## EXERCISE DESCRIPTION
Copy out the listing below word for word, keeping every line.

##### INPUT DATA #####

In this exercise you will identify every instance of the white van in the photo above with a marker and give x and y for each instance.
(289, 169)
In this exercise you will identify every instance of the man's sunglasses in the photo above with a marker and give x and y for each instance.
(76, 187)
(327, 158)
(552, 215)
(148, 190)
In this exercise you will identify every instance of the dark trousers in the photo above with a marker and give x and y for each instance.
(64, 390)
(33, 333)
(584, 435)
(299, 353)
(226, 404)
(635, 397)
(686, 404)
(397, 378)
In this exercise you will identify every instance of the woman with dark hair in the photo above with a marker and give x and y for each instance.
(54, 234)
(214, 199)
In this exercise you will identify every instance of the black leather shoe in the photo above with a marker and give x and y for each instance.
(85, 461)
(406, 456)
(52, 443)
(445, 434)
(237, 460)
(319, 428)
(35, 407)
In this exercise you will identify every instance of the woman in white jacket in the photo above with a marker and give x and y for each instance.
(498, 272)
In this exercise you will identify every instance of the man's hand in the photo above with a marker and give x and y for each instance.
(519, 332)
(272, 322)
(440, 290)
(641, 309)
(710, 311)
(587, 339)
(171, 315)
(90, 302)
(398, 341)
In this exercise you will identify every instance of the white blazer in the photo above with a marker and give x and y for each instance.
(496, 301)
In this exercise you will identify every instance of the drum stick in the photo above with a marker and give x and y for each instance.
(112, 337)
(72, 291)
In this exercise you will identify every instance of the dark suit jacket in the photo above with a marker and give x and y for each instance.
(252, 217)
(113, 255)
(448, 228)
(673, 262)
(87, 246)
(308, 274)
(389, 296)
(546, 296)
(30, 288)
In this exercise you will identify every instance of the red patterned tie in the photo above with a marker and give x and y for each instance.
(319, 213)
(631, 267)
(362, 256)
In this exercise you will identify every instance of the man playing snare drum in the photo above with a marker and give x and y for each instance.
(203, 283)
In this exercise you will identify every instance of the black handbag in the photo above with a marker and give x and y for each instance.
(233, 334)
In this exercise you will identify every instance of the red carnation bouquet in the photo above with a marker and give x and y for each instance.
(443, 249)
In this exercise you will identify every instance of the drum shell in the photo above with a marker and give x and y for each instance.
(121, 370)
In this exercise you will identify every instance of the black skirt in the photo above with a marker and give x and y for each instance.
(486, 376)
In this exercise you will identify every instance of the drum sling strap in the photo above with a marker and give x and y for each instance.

#####

## RESPONSE FOR THIS EXERCISE
In this exercise you will identify every instance of the white van in the photo above with a marker and give x and y for each instance.
(289, 169)
In this exercise you will identify every instance of the man's sunglasses in the photo above with a marker and give x and y for each instance.
(76, 187)
(327, 158)
(552, 215)
(148, 190)
In this exercise you will identify every instance of the dark trousers in the photo above with a marker and give x and y for each instance.
(64, 390)
(33, 333)
(584, 435)
(299, 353)
(226, 404)
(635, 397)
(686, 404)
(397, 378)
In this exercise you will identify every instance of the woman with dark hair in the photo above with a marker and give x and y for each instance.
(54, 234)
(214, 199)
In this exercise you will identify every instance of the black leather shoe in the photo above with a marker and give x and y for each instance.
(85, 461)
(406, 456)
(52, 443)
(445, 434)
(237, 460)
(319, 428)
(35, 407)
In this exercise you will identify every instance of the woman in white jacket in the photo above with a marker and give x and y for each instance.
(498, 272)
In this exercise you will identify every instance of the man's hand in the photo above with a marker and give x and y for each instance.
(519, 332)
(272, 322)
(440, 290)
(641, 309)
(710, 311)
(587, 339)
(171, 315)
(90, 302)
(398, 341)
In this exercise you will identify every instance of the white blazer in the photo above with a marker and give x and y for each instance.
(496, 301)
In this exercise you will identify every instance of the drum stick in the photo above with a marker and give x and y for each instance.
(112, 337)
(72, 291)
In this exercise you will identify every instance of the dark suit jacket in the photo above with a marker and give x and y for each instance.
(252, 217)
(113, 255)
(448, 228)
(673, 262)
(87, 246)
(308, 274)
(389, 296)
(546, 296)
(30, 288)
In this exercise you will identify every instance of the red patterned tie in the photo above with a marker and give x and y for each instance.
(319, 213)
(631, 267)
(362, 256)
In this exercise you will identify every instance of the man playing snare drum in the photo above with a marker and give x and y for each instance.
(203, 283)
In this exercise you will identify every instance of the black handbag in the photo above with a marker and give x and y for each instance.
(233, 334)
In this exercise you will identify every instance of the red carnation bouquet in the photo above with a marker and give x and y for each instance.
(443, 249)
In this exercise you will identify every instance of the drum shell in the photo above with a marker and give x and y for each instance.
(121, 370)
In this exercise you will identify every instance of the black skirt in the photo above with a marker and give x and y for each instance.
(486, 376)
In this exercise you will identify every instance of the drum sling strap in the photo above with a marker and give x and y for each instance.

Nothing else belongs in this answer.